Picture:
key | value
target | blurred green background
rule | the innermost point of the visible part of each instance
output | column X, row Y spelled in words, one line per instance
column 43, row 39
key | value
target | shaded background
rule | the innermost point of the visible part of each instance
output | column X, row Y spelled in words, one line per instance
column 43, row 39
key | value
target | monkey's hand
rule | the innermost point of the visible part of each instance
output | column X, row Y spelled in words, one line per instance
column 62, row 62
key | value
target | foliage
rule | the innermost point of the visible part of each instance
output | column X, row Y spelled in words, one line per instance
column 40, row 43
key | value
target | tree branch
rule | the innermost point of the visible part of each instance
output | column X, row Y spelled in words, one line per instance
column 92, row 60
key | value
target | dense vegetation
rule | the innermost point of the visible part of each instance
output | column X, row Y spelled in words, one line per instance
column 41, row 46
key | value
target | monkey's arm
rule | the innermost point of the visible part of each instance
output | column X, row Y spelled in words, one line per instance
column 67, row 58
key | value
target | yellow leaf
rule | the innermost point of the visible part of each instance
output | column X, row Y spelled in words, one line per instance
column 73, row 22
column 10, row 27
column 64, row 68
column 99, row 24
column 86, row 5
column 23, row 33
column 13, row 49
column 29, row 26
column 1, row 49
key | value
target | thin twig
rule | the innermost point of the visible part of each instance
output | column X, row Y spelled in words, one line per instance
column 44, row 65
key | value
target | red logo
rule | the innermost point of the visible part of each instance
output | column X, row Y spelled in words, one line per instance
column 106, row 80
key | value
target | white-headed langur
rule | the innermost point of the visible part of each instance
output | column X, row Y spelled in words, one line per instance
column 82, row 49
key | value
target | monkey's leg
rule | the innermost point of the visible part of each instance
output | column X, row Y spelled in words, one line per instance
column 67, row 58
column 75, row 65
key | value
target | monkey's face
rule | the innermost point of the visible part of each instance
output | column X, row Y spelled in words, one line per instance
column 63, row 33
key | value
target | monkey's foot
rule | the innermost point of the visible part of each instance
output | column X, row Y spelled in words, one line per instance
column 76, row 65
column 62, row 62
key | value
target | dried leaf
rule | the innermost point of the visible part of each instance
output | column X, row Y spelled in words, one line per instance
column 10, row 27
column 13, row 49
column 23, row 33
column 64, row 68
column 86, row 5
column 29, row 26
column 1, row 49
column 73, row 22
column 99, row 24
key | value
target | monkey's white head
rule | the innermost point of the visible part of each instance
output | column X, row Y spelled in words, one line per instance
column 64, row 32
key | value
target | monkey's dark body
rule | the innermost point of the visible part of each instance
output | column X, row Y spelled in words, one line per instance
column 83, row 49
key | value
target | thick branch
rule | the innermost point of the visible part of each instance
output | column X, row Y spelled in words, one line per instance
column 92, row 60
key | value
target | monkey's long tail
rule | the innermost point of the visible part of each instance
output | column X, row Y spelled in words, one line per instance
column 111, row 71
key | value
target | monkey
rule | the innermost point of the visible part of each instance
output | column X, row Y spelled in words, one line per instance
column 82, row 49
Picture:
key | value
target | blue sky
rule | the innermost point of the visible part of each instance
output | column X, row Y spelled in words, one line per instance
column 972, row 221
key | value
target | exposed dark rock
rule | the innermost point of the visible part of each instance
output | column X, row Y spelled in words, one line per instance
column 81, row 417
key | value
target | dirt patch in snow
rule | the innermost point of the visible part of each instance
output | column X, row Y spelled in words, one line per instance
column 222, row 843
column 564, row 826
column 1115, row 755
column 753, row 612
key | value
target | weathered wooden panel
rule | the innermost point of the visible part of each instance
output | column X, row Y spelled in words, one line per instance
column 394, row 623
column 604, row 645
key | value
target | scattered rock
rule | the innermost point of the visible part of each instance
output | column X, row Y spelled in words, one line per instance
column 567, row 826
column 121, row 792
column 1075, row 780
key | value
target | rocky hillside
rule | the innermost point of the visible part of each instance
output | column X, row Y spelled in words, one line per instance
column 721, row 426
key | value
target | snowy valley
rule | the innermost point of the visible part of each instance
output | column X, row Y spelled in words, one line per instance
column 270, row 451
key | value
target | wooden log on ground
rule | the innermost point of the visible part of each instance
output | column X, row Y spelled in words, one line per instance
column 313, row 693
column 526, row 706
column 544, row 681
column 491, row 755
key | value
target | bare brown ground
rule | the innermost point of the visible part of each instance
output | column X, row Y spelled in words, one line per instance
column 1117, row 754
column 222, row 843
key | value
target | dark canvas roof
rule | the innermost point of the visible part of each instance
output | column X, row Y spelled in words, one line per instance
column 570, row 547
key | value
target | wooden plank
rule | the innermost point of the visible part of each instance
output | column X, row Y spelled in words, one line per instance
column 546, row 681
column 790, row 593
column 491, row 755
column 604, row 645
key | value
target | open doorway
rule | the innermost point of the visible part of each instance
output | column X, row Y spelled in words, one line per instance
==========
### What is being asked:
What you write must match the records above exactly, line for line.

### Response:
Picture:
key | value
target | blurred green background
rule | the innermost point of the visible part of each instance
output | column X, row Y spelled in words, one line per instance
column 43, row 39
key | value
target | shaded background
rule | the innermost point of the visible part of each instance
output | column X, row Y spelled in words, one line per instance
column 43, row 39
key | value
target | monkey's hand
rule | the innermost point of the visible part of each instance
output | column X, row Y spelled in words, one line per instance
column 62, row 62
key | value
target | foliage
rule | the innermost point of the visible part of each instance
output | column X, row Y spelled in words, one line per instance
column 40, row 43
key | value
target | tree branch
rule | the innermost point of the visible part of each instance
output | column X, row Y spelled in words, one line per instance
column 92, row 60
key | value
target | dense vegetation
rule | the innermost point of the visible part of each instance
output | column X, row Y spelled in words, one line per instance
column 41, row 46
key | value
target | monkey's arm
rule | the innermost point of the visible part of each instance
output | column X, row Y spelled in words, one line per instance
column 67, row 58
key | value
target | yellow leaf
rule | the innermost point of the visible part of each instance
output | column X, row Y spelled in words, one line per instance
column 73, row 22
column 10, row 27
column 64, row 68
column 99, row 24
column 86, row 5
column 23, row 33
column 13, row 49
column 29, row 26
column 1, row 49
key | value
target | thin twig
rule | the innermost point of the visible part of each instance
output | column X, row Y spelled in words, one line per instance
column 44, row 65
key | value
target | red logo
rule | the innermost point of the visible part of each instance
output | column X, row Y spelled in words, one line per instance
column 106, row 80
key | value
target | white-headed langur
rule | the innermost point of the visible part of each instance
output | column X, row Y spelled in words, one line per instance
column 82, row 49
key | value
target | monkey's leg
rule | the innermost point of the visible part of each instance
output | column X, row Y spelled in words, one line per instance
column 67, row 58
column 75, row 65
key | value
target | monkey's face
rule | the innermost point of the visible part of each instance
output | column X, row Y spelled in words, one line per instance
column 63, row 33
key | value
target | monkey's foot
rule | the innermost point of the visible part of each instance
output | column X, row Y spelled in words, one line per instance
column 76, row 65
column 62, row 62
key | value
target | dried leaf
rule | the innermost point of the visible part of each instance
output | column X, row Y spelled in words, one line per instance
column 10, row 27
column 13, row 49
column 23, row 33
column 64, row 68
column 86, row 5
column 29, row 26
column 1, row 49
column 73, row 22
column 99, row 24
key | value
target | monkey's white head
rule | the innermost point of the visible part of each instance
output | column X, row Y spelled in words, one line per instance
column 64, row 32
key | value
target | monkey's dark body
rule | the innermost point of the visible part of each instance
output | column X, row Y spelled in words, one line per instance
column 83, row 49
key | value
target | thick branch
rule | the innermost point of the visible part of each instance
output | column X, row Y spelled in words, one line per instance
column 92, row 60
key | value
target | monkey's long tail
rule | the innermost point of the visible part of each instance
output | column X, row Y spelled in words, one line per instance
column 111, row 71
key | value
target | monkey
rule | the innermost point of the visible part of each instance
output | column X, row Y spelled in words, one line per instance
column 82, row 49
Picture:
key | value
target | blue sky
rule | the innermost point of the visible part of each instance
output | column X, row Y spelled in words, one line per instance
column 972, row 221
key | value
target | exposed dark rock
rule | the innermost point of the visible part of each instance
output | column X, row Y spelled in words, one line per instance
column 81, row 417
key | value
target | dirt patch in snow
rule | the innermost point of the visible part of each instance
output | column X, row Y spelled in words, one line per instance
column 222, row 843
column 564, row 826
column 1115, row 755
column 753, row 612
key | value
target | weathered wooden panel
rule | the innermost point of the visible part of each instance
output | column X, row Y spelled in words, one line per instance
column 394, row 623
column 604, row 645
key | value
target | scattered rock
rule | the innermost point of the visible part of each instance
output | column X, row Y spelled in words, one line per instance
column 567, row 826
column 121, row 792
column 1075, row 780
key | value
target | rocky hillside
rule | the innermost point of the visible part of each instance
output | column X, row Y spelled in words, one line per instance
column 721, row 426
key | value
target | snowy valley
rule | the innermost point of the visible part of each instance
output | column X, row Y spelled in words, one line per instance
column 270, row 451
key | value
target | wooden log on ground
rule | the innermost point of the visible part of each instance
output | column X, row Y spelled in words, one line per instance
column 313, row 693
column 526, row 706
column 544, row 681
column 491, row 755
key | value
target | bare brown ground
rule | the innermost point of the visible part of each instance
output | column X, row Y spelled in words, one line per instance
column 1117, row 754
column 222, row 843
key | value
target | dark canvas roof
rule | the innermost point of the visible part of each instance
output | column X, row Y spelled in words, one line per instance
column 570, row 547
key | value
target | wooden plank
rule | the innermost point of the visible part of each instance
output | column X, row Y spelled in words, one line per instance
column 546, row 681
column 790, row 593
column 491, row 755
column 604, row 645
key | value
target | open doorway
rule | the innermost point of the visible part of each instance
output | column X, row Y spelled in words, one line per instance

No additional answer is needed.